# Exercises to complete
a – Translate this sentence from the account of Little Lad's schooling below into French: "He’s part of my extended family."
b – In the account of Little Lad's schooling below, how many children are in his year group?
c – From the account of Little Lad's schooling below, extract the part between "Now, it has" and "exploration. Further delay.", inclusive.

# Source text
○ ○ ○ ○
Let me tell you about one of the children in one of the schools for which you are responsible; I’ll call him Little Lad (LL), to save any blushes. He’s part of my extended family. He’s 7 and has been in his small village school, recently redesignated as an academy in September, since the EYFS.
Now, it has been quite clear that LL has been struggling at school, in a number of areas, academically and socially, but the school has been saying that he’s fine and has been doing ok. He gets to work, a great deal, with the class Teaching Assistant, despite there only being 11 children in his year group. This TA is known to rub out work that isn’t right, then essentially doing the work for LL, so that it appears as if he’s doing OK. There was very little SENCo oversight for the first two years as a result, so that, when the school Educational Psychologist eventually was asked to look at him, as a result of parent request, there was not an evidence trail to support an early diagnosis of need. This caused a further six months delay while evidence was collated and tests administered. Surprise. Something might be amiss, but needed some further specialist exploration. Further delay.
○ ○ ○ ○
# Extracted material

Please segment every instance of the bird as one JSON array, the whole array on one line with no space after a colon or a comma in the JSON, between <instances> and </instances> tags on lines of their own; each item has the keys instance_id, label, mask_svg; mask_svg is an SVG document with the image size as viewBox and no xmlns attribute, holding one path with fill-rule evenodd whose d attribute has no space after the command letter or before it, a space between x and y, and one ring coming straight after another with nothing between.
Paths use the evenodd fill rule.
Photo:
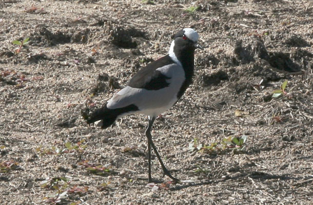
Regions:
<instances>
[{"instance_id":1,"label":"bird","mask_svg":"<svg viewBox=\"0 0 313 205\"><path fill-rule=\"evenodd\" d=\"M179 179L172 176L162 161L152 141L151 130L155 118L171 108L192 83L194 74L194 55L196 49L204 50L198 42L199 35L194 29L184 28L173 37L167 55L150 63L131 78L126 86L119 91L102 107L90 113L82 112L88 124L101 120L103 129L112 125L118 118L133 114L148 116L145 131L148 141L148 181L152 182L151 172L151 147L163 169L164 174L174 182Z\"/></svg>"}]
</instances>

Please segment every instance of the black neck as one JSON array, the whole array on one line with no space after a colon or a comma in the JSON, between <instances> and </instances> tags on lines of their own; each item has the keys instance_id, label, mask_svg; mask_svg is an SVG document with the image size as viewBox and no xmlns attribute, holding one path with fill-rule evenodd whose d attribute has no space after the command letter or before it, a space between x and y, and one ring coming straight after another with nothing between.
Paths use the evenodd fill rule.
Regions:
<instances>
[{"instance_id":1,"label":"black neck","mask_svg":"<svg viewBox=\"0 0 313 205\"><path fill-rule=\"evenodd\" d=\"M182 47L179 49L174 47L174 53L177 59L181 62L183 68L185 71L185 77L186 79L184 82L181 90L177 96L180 98L185 92L188 87L192 82L192 76L193 76L194 68L194 49L188 49Z\"/></svg>"}]
</instances>

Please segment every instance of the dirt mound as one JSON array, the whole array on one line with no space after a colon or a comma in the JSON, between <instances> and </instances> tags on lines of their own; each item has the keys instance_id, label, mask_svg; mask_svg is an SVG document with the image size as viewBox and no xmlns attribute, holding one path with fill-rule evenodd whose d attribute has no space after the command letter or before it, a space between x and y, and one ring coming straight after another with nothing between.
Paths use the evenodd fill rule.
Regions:
<instances>
[{"instance_id":1,"label":"dirt mound","mask_svg":"<svg viewBox=\"0 0 313 205\"><path fill-rule=\"evenodd\" d=\"M311 203L310 1L0 2L1 204ZM146 118L102 130L81 111L187 27L193 83L151 133L182 182L153 153L147 184Z\"/></svg>"}]
</instances>

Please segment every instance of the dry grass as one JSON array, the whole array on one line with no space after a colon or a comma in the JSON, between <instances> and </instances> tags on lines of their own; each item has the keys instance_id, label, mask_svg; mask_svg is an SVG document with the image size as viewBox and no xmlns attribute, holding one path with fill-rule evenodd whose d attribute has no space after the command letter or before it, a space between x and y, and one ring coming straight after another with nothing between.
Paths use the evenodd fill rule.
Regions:
<instances>
[{"instance_id":1,"label":"dry grass","mask_svg":"<svg viewBox=\"0 0 313 205\"><path fill-rule=\"evenodd\" d=\"M311 203L310 1L3 1L0 9L0 203L53 204L58 193L58 204ZM190 26L206 48L194 83L152 133L185 181L169 183L153 158L162 181L153 188L147 119L101 130L81 110L101 106ZM27 37L14 54L12 42ZM271 99L285 79L287 94ZM188 150L195 138L210 145L244 135L243 152Z\"/></svg>"}]
</instances>

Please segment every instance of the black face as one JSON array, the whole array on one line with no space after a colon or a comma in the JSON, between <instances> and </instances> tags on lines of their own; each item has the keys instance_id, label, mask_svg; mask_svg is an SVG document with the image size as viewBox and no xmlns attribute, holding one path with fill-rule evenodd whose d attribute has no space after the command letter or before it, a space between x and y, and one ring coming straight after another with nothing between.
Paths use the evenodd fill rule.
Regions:
<instances>
[{"instance_id":1,"label":"black face","mask_svg":"<svg viewBox=\"0 0 313 205\"><path fill-rule=\"evenodd\" d=\"M175 45L180 45L183 49L195 49L194 42L189 39L185 35L185 31L182 30L174 35Z\"/></svg>"}]
</instances>

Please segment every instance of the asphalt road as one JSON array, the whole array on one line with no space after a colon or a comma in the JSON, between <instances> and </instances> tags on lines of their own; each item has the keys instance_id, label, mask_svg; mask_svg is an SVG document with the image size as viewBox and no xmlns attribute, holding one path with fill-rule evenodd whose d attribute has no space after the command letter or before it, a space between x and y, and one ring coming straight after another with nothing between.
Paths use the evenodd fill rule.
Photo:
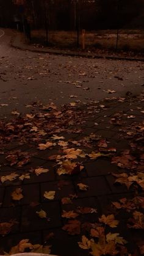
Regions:
<instances>
[{"instance_id":1,"label":"asphalt road","mask_svg":"<svg viewBox=\"0 0 144 256\"><path fill-rule=\"evenodd\" d=\"M1 117L13 109L27 112L26 105L38 101L81 104L143 90L144 62L23 51L10 46L13 32L4 32L0 30Z\"/></svg>"}]
</instances>

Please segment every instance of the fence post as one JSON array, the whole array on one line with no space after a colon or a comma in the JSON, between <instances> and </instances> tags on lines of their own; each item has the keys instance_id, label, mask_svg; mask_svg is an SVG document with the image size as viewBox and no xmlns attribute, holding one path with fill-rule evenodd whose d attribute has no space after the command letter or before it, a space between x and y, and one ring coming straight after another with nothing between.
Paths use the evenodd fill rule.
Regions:
<instances>
[{"instance_id":1,"label":"fence post","mask_svg":"<svg viewBox=\"0 0 144 256\"><path fill-rule=\"evenodd\" d=\"M85 49L85 30L82 30L82 49Z\"/></svg>"}]
</instances>

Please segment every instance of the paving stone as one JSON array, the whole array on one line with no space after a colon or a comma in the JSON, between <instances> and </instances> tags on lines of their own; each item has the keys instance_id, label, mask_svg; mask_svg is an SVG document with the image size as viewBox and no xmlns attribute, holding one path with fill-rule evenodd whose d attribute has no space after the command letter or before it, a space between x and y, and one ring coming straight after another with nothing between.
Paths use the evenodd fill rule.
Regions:
<instances>
[{"instance_id":1,"label":"paving stone","mask_svg":"<svg viewBox=\"0 0 144 256\"><path fill-rule=\"evenodd\" d=\"M105 175L118 170L116 165L112 164L110 161L106 159L98 159L95 161L87 163L84 166L88 177Z\"/></svg>"},{"instance_id":2,"label":"paving stone","mask_svg":"<svg viewBox=\"0 0 144 256\"><path fill-rule=\"evenodd\" d=\"M3 255L4 252L9 252L10 249L17 245L20 241L29 239L29 242L32 244L41 244L41 232L35 231L35 232L17 233L16 234L9 234L9 236L1 237L0 240L0 253Z\"/></svg>"},{"instance_id":3,"label":"paving stone","mask_svg":"<svg viewBox=\"0 0 144 256\"><path fill-rule=\"evenodd\" d=\"M75 194L74 187L73 183L68 180L64 182L63 186L60 186L60 185L62 184L60 181L59 183L57 181L41 183L41 201L46 202L46 200L48 200L48 199L46 199L43 197L45 191L56 191L55 200L61 199L62 197L67 197L70 194Z\"/></svg>"},{"instance_id":4,"label":"paving stone","mask_svg":"<svg viewBox=\"0 0 144 256\"><path fill-rule=\"evenodd\" d=\"M71 236L64 230L52 229L44 230L43 242L46 243L49 233L54 233L54 239L51 240L51 253L62 256L87 256L87 250L81 250L77 241L81 241L81 235Z\"/></svg>"},{"instance_id":5,"label":"paving stone","mask_svg":"<svg viewBox=\"0 0 144 256\"><path fill-rule=\"evenodd\" d=\"M99 204L98 199L96 197L85 197L74 199L72 200L73 203L68 205L61 205L62 210L66 211L74 211L75 213L77 212L79 207L90 207L96 209L97 212L93 213L81 214L79 213L79 216L77 218L81 223L86 222L96 222L98 221L98 214L100 214ZM67 222L66 219L63 218L63 221Z\"/></svg>"},{"instance_id":6,"label":"paving stone","mask_svg":"<svg viewBox=\"0 0 144 256\"><path fill-rule=\"evenodd\" d=\"M87 191L79 191L77 183L82 183L89 186ZM87 197L109 194L110 190L104 177L85 178L75 183L77 194L79 197Z\"/></svg>"},{"instance_id":7,"label":"paving stone","mask_svg":"<svg viewBox=\"0 0 144 256\"><path fill-rule=\"evenodd\" d=\"M0 208L0 222L9 222L15 221L10 233L16 232L19 230L21 209L20 207Z\"/></svg>"},{"instance_id":8,"label":"paving stone","mask_svg":"<svg viewBox=\"0 0 144 256\"><path fill-rule=\"evenodd\" d=\"M22 194L24 197L20 201L12 200L11 194L16 188L21 188ZM4 200L4 207L10 207L14 205L29 205L32 202L39 202L39 185L30 184L20 186L10 186L5 188L5 192Z\"/></svg>"},{"instance_id":9,"label":"paving stone","mask_svg":"<svg viewBox=\"0 0 144 256\"><path fill-rule=\"evenodd\" d=\"M38 168L39 167L41 167L46 163L46 160L45 159L42 159L40 158L35 158L33 157L31 158L31 161L28 163L27 164L24 164L20 167L16 165L15 165L14 167L19 170L23 170L26 169L28 169L30 168Z\"/></svg>"},{"instance_id":10,"label":"paving stone","mask_svg":"<svg viewBox=\"0 0 144 256\"><path fill-rule=\"evenodd\" d=\"M36 211L46 211L48 218L40 218ZM22 208L21 231L31 232L62 226L60 204L50 202L32 207L24 206Z\"/></svg>"},{"instance_id":11,"label":"paving stone","mask_svg":"<svg viewBox=\"0 0 144 256\"><path fill-rule=\"evenodd\" d=\"M123 170L124 172L124 170ZM107 179L109 186L110 186L110 188L112 189L112 191L113 193L122 193L124 192L128 192L128 190L126 186L121 185L121 184L114 184L114 182L116 180L115 177L112 176L112 175L107 175L106 176L106 178ZM131 190L131 188L129 189Z\"/></svg>"}]
</instances>

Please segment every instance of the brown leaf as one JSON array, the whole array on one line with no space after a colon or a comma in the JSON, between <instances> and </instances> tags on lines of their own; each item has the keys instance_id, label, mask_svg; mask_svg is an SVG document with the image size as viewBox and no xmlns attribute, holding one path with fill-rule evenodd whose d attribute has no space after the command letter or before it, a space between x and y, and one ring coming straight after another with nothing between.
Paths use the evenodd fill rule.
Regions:
<instances>
[{"instance_id":1,"label":"brown leaf","mask_svg":"<svg viewBox=\"0 0 144 256\"><path fill-rule=\"evenodd\" d=\"M107 216L103 214L101 218L99 218L99 221L100 222L104 223L110 227L116 227L119 223L118 221L115 219L113 214L107 215Z\"/></svg>"},{"instance_id":2,"label":"brown leaf","mask_svg":"<svg viewBox=\"0 0 144 256\"><path fill-rule=\"evenodd\" d=\"M13 200L20 201L20 200L23 198L23 195L22 194L22 189L21 188L16 188L12 193L11 194L11 197Z\"/></svg>"},{"instance_id":3,"label":"brown leaf","mask_svg":"<svg viewBox=\"0 0 144 256\"><path fill-rule=\"evenodd\" d=\"M78 216L79 214L76 213L74 213L73 211L63 211L63 213L62 214L62 218L66 218L67 219L75 219Z\"/></svg>"},{"instance_id":4,"label":"brown leaf","mask_svg":"<svg viewBox=\"0 0 144 256\"><path fill-rule=\"evenodd\" d=\"M4 236L10 232L12 227L15 224L17 223L15 221L11 221L9 222L0 223L0 235Z\"/></svg>"},{"instance_id":5,"label":"brown leaf","mask_svg":"<svg viewBox=\"0 0 144 256\"><path fill-rule=\"evenodd\" d=\"M38 176L41 174L46 173L49 171L48 169L37 168L35 169L35 173Z\"/></svg>"},{"instance_id":6,"label":"brown leaf","mask_svg":"<svg viewBox=\"0 0 144 256\"><path fill-rule=\"evenodd\" d=\"M87 214L87 213L97 213L97 210L90 207L79 207L76 211L79 213Z\"/></svg>"},{"instance_id":7,"label":"brown leaf","mask_svg":"<svg viewBox=\"0 0 144 256\"><path fill-rule=\"evenodd\" d=\"M88 186L83 183L77 183L77 186L78 186L79 190L82 190L82 191L87 191L87 189L88 189L88 188L89 188Z\"/></svg>"},{"instance_id":8,"label":"brown leaf","mask_svg":"<svg viewBox=\"0 0 144 256\"><path fill-rule=\"evenodd\" d=\"M69 235L79 235L81 233L81 222L77 219L68 221L68 224L65 225L62 229L67 231Z\"/></svg>"},{"instance_id":9,"label":"brown leaf","mask_svg":"<svg viewBox=\"0 0 144 256\"><path fill-rule=\"evenodd\" d=\"M88 250L91 248L91 240L88 240L85 236L82 236L82 242L78 242L78 244L80 248L84 250Z\"/></svg>"}]
</instances>

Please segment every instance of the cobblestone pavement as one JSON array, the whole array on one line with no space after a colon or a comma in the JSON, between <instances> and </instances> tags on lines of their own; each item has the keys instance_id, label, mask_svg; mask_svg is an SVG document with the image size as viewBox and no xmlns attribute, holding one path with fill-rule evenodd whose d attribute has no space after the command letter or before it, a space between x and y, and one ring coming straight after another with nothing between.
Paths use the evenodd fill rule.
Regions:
○ ○ ○ ○
# Exercise results
a – Il fait partie de ma famille élargie.

b – 11

c –
Now, it has been quite clear that LL has been struggling at school, in a number of areas, academically and socially, but the school has been saying that he’s fine and has been doing ok. He gets to work, a great deal, with the class Teaching Assistant, despite there only being 11 children in his year group. This TA is known to rub out work that isn’t right, then essentially doing the work for LL, so that it appears as if he’s doing OK. There was very little SENCo oversight for the first two years as a result, so that, when the school Educational Psychologist eventually was asked to look at him, as a result of parent request, there was not an evidence trail to support an early diagnosis of need. This caused a further six months delay while evidence was collated and tests administered. Surprise. Something might be amiss, but needed some further specialist exploration. Further delay.